**Required action:**
Every line below should come back exactly as written, though the pictures stay out.

**Study material:**
--------------------------------------------------

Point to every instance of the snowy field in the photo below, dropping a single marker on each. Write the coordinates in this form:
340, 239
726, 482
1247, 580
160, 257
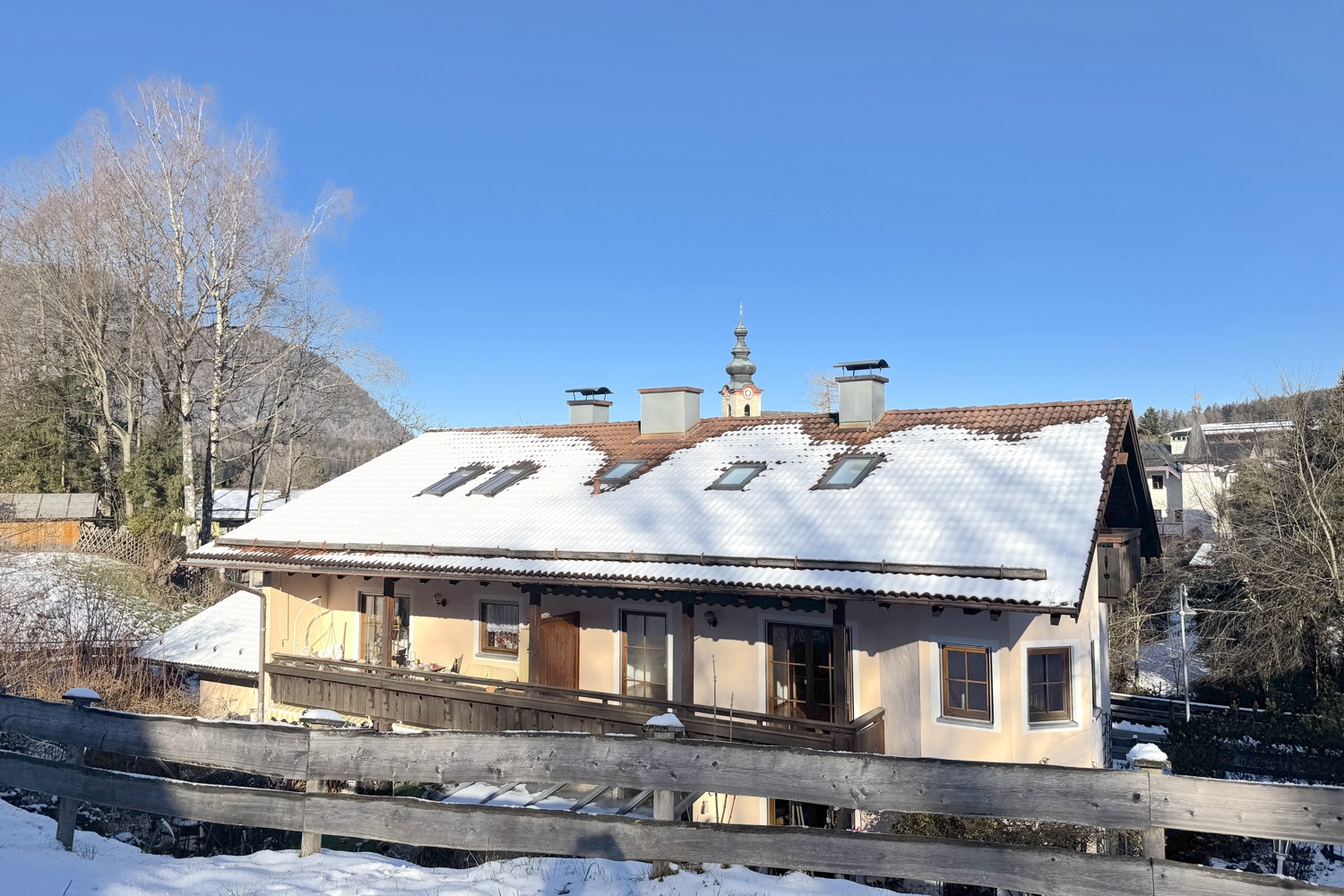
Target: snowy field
32, 864
54, 597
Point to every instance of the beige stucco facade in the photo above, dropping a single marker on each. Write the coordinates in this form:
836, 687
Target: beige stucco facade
895, 659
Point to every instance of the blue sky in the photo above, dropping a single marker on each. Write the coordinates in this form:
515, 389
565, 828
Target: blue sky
1010, 202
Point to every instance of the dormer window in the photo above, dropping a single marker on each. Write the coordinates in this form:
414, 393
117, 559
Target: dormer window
621, 473
737, 476
849, 470
504, 478
453, 479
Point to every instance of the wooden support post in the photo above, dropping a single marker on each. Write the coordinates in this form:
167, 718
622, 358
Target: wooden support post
666, 727
1155, 839
685, 656
534, 635
389, 613
311, 842
67, 807
840, 676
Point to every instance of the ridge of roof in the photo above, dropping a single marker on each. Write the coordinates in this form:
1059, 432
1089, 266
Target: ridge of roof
784, 417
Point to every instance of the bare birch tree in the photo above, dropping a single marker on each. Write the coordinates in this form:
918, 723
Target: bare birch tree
226, 257
1273, 598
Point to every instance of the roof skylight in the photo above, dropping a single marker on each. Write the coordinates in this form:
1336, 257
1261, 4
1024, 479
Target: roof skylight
621, 473
454, 478
849, 470
504, 478
737, 476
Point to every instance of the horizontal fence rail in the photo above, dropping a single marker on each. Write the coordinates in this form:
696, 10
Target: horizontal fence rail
1112, 799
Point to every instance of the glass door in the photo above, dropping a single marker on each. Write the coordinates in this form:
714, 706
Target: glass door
384, 629
801, 662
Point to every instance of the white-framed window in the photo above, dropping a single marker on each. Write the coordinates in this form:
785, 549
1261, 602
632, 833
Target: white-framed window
1054, 684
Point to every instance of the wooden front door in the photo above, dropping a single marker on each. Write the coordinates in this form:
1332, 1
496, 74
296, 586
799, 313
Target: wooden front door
559, 651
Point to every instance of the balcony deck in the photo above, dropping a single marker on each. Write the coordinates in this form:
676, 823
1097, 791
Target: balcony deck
464, 702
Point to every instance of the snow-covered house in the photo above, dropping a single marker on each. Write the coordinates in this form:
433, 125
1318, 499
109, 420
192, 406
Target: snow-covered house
220, 648
919, 582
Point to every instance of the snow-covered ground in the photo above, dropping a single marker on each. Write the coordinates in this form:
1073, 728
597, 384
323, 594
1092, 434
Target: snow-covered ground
53, 597
1160, 662
32, 864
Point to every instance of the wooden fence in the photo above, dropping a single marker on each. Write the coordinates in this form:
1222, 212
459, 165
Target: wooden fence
1116, 799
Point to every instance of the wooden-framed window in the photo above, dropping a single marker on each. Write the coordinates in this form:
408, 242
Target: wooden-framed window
1047, 685
967, 689
644, 640
499, 627
801, 664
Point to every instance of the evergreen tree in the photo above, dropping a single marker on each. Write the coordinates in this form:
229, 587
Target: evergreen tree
153, 484
46, 438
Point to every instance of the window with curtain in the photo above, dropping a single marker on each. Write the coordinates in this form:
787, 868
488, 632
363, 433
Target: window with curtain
499, 627
645, 635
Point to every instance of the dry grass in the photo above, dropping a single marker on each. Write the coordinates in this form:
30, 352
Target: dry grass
120, 678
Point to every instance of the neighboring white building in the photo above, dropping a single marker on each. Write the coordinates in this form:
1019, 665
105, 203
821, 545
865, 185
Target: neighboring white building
1209, 454
234, 506
1166, 487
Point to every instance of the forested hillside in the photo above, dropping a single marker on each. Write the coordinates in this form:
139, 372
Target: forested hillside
1155, 422
167, 327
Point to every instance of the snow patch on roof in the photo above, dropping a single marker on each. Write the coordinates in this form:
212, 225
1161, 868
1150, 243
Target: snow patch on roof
220, 637
943, 495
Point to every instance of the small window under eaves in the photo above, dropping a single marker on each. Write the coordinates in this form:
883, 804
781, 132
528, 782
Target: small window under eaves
737, 476
621, 473
849, 470
504, 478
453, 479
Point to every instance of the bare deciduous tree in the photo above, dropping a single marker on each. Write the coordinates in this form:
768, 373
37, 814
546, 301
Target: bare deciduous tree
1274, 594
823, 392
226, 255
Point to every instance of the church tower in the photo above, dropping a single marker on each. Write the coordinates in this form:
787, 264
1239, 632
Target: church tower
741, 397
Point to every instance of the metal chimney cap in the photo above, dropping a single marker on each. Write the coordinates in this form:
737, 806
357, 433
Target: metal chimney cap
876, 365
590, 392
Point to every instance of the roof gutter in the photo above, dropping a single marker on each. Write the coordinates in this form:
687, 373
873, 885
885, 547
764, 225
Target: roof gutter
634, 556
669, 584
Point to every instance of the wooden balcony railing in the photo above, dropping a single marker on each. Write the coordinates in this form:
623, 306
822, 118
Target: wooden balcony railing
464, 702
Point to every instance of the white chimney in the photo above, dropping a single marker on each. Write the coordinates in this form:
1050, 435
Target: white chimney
588, 405
669, 411
863, 394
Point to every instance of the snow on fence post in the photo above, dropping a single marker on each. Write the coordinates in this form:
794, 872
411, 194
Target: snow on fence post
666, 727
1150, 759
67, 807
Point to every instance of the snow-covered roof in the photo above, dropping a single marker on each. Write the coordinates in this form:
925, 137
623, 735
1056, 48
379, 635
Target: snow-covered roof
222, 635
1234, 429
973, 489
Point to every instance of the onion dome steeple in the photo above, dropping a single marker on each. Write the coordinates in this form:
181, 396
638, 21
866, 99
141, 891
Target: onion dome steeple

--------------------------------------------------

**Output of the exercise:**
Point to every instance of the snowy field in the photo below, dropping a single marker on each. Write the coordinates in this form:
340, 239
726, 482
1247, 580
160, 257
Target: snowy field
32, 864
54, 597
Point to every instance of the beige stucco facade in the photo above, dropping a single marker on each. Write the coordinates in this form:
836, 687
Target: beige stucco facade
895, 659
Point to every instance of the blue sky in the photo above, dropping a single marker on each. Write the coordinates in this form:
515, 389
565, 828
Target: blue sky
1010, 202
Point to every instance of the dormer window in the photo above, dropping a single marker on each. Write the coordinates in this form:
414, 393
117, 559
Target: dormer window
621, 473
737, 476
849, 470
504, 478
453, 479
Point to every instance of the wooden support post in the photo above, dropping a single marker on each. Write the coordinates in this form:
167, 718
622, 358
Target: wooden support post
666, 727
1155, 839
685, 656
534, 635
389, 613
311, 842
67, 807
840, 676
Point to every instance of the ridge of roof in the photo above, dropping a single marker on each. Write the coordinates in this form:
1059, 432
1089, 266
Target: ridge of roof
784, 417
Point to every instance of the bare birch tree in the photo above, dropping a single marker on each. Write the coordinates in this form:
918, 723
Target: bare birch tree
226, 257
1273, 598
Point to every instance of the roof skylight in the photo above, dropping a single marker on each. Write the coordinates in this form:
1336, 257
1261, 4
1024, 479
Target: roof skylight
621, 473
454, 478
849, 470
504, 478
737, 476
Point to every instance of the horizontal fence rail in the photo above, dropping a single marker on each. Write the coordinates in this form:
696, 10
Target: horizontal fence rail
1112, 799
Point to every instance of the glass door in the photo above, dropping a single marker on each. Write the coordinates in this form:
714, 706
Target: glass door
384, 629
801, 662
Point to every instance of the white-framed window in the photo above, dropping a single marker on each. Write the coordinates in this form:
785, 549
1261, 602
632, 833
Target: white-framed window
1054, 684
Point to every instance of the wooden front door in the photo above, dropping a single marker on each. Write the coordinates in this form:
1332, 1
496, 74
296, 586
799, 313
Target: wooden front door
559, 651
Point to every instance of the balcony deck in the photo above, dropping a single marker on each. Write the coordinates in this form:
676, 823
1097, 791
Target: balcony deck
464, 702
Point to every instance of the snow-covered house in the photo above, dropping a single marker on each. Write the coordinates in this form:
433, 125
1318, 499
109, 420
192, 406
Target: snow-covered house
220, 648
919, 582
Point to every instance of the snow-covered ground in the photo above, dropping a single marker on each. Write the coordinates in this form:
1073, 728
597, 384
323, 594
1092, 434
Target: snow-covered ground
53, 597
1160, 662
32, 864
Point to every instance of the wooden fence in the photo above, dropping a single marker on each. Write the coordinates in this form:
1222, 212
459, 165
Target: wooden fence
1116, 799
Point to every instance of the wooden-framed window in the photo above, dropping a single marker on each. Write the coordinates in this form:
408, 242
Target: wooden-framed window
1047, 685
967, 689
644, 640
499, 627
801, 664
Point to every instance of the evergreen tree in the photo above, dropping a single marker on each. Write the coordinates in this form:
229, 587
Target: evergreen tree
153, 484
46, 438
Point to every instance of the window with curtain in the photo above, dropping a single marker on each. Write the coordinates in this form:
787, 868
488, 632
363, 433
Target: window with curtain
499, 627
645, 635
Point to every instance of the dry grass in the photo above, dropping a single marker on each. Write the coordinates in this form:
30, 352
Target: dry grass
120, 678
Point to every instance of the neighboring white building in the photo above, dropping a single marker on each. Write the coordinates in this form:
1019, 665
105, 203
821, 545
865, 185
Target: neighboring white building
1209, 454
234, 506
1166, 487
Point to every instance of the forested hillside in the photo above, dropping a single marker on each. Write the coordinates in this form:
139, 372
Target: forested hillside
1155, 422
167, 327
Point to every instance of the snow patch on roof in the photo above, dropping a single marker on each. Write the coordinates in this form:
212, 225
1161, 868
1150, 243
Target: snow patch on roof
220, 637
943, 495
Point to every instance of the small window under eaves in the photo above, dropping a single marker on each. Write the coordinates in this form:
883, 804
781, 132
528, 782
Target: small window under eaves
737, 476
621, 473
849, 470
504, 478
453, 479
Point to every instance of the bare deciduous tree in the photo above, dropping a single marker on each. Write the coordinates in this form:
768, 373
37, 814
546, 301
Target: bare deciduous tree
1274, 594
823, 392
226, 255
Point to every instance of the church tower in the photo above, dropping a single marker on each. Write the coordinates in this form:
787, 264
1239, 632
Target: church tower
741, 397
Point to every instance of the metal chimney cap in the photo above, dropping a single marker on each. Write the coordinates in this form:
737, 806
357, 433
Target: metal chimney cap
876, 365
590, 392
Point to every instance of the roof gutter in the photo above, dropping a single marker on each. Write the coordinates in this form:
687, 373
873, 885
885, 547
764, 225
Target: roof gutter
634, 556
669, 584
Point to every instance of the wooden balcony railing in the photo above, dropping a single marker on each. Write the coordinates in this form:
623, 306
822, 118
Target: wooden balcony railing
464, 702
Point to every instance of the white chimney in the photo above, dropping a single marker on each. Write the coordinates in this form:
1050, 435
Target: white chimney
588, 405
669, 411
863, 394
Point to every instance of the snow on fence post in the photo above, dropping a single marker on each. Write the coordinates in this form:
794, 872
411, 194
Target: snow on fence post
666, 727
1150, 759
67, 807
Point to every instance of the snow-covered roof in the photo above, dropping a single marker on each. Write the coordinates in this form:
925, 137
623, 735
1056, 48
379, 635
Target: snow-covered roof
222, 635
1234, 429
973, 489
Point to every instance of the onion dome steeple in the photo above, dropping a single marker on each. Write the coordinates in this form:
181, 396
638, 21
866, 99
141, 891
Target: onion dome steeple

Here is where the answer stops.